*GIVEN TASK:* Starting at the line that has "the white ceiling." and continuing to the end of the listing, swap "door knob" for "door handle" and keep every other part of those lines the same.

*Excerpts of pointing data:*
>>

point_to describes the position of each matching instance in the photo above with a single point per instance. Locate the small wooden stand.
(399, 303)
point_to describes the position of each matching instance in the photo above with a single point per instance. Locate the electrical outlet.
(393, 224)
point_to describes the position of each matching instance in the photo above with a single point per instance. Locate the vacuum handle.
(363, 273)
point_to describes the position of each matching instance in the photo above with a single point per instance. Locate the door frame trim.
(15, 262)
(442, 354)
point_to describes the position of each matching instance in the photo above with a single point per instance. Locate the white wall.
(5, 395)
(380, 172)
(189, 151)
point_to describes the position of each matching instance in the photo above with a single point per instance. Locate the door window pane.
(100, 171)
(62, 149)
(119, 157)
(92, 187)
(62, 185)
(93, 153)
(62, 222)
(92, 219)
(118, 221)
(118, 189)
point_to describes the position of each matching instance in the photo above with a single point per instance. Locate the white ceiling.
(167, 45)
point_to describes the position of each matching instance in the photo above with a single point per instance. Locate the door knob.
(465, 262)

<<

*TASK SOLUTION:*
point_to describes the position of each matching instance in the photo above with a single point per instance. Locate the white ceiling.
(167, 45)
point_to describes the position of each matching instance in the photo above with a single point per instance. Locate the door handle.
(465, 262)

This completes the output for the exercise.